Text-to-region grounding data:
= = =
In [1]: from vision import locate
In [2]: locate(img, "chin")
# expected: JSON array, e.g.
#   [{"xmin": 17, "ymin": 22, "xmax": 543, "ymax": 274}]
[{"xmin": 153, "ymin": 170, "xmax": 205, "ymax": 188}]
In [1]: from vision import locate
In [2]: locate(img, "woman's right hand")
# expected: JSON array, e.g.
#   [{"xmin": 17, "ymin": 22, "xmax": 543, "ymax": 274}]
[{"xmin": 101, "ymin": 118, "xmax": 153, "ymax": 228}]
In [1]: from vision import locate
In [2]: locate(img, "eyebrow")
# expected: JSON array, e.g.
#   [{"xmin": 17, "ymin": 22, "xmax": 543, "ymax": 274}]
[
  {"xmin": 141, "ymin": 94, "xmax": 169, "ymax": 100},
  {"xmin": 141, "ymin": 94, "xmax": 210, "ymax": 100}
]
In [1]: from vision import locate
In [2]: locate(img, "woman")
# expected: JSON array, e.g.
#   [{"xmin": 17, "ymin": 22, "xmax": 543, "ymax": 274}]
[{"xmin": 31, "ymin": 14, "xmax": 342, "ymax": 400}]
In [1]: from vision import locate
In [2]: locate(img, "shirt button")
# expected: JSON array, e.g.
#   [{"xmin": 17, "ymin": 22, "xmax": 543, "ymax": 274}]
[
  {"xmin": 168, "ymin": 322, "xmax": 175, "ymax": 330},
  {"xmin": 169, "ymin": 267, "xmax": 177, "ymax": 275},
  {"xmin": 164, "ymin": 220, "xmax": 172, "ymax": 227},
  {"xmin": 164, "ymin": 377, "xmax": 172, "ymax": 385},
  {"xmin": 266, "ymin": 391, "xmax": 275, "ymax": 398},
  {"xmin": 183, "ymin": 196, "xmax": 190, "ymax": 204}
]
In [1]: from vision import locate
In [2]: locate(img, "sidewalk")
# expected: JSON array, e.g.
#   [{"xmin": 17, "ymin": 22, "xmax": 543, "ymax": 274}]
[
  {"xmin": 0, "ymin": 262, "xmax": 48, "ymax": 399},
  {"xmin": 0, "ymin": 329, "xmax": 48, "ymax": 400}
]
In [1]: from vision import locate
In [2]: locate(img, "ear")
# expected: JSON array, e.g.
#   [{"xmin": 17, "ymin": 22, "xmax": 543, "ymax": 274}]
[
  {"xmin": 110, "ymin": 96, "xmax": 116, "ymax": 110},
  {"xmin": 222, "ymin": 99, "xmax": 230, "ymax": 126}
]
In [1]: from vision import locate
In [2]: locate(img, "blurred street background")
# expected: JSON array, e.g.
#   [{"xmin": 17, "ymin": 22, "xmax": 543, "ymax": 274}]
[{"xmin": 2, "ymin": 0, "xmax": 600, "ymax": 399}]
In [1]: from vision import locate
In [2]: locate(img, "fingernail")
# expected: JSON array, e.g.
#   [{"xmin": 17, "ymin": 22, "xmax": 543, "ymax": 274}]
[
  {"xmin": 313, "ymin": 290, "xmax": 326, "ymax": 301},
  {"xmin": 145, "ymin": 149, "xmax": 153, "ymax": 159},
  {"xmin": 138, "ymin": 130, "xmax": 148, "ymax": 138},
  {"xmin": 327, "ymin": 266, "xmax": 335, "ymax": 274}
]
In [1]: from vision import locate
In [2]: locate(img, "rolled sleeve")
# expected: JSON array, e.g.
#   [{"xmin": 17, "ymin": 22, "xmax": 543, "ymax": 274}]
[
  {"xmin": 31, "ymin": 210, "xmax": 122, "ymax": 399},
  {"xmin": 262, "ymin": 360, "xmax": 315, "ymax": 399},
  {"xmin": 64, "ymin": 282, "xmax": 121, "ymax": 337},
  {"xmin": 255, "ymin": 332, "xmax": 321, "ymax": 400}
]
= = =
Task item:
Take every line above carrying "woman" and return it.

Reply:
In [2]: locate(img, "woman's right hand")
In [2]: locate(img, "woman")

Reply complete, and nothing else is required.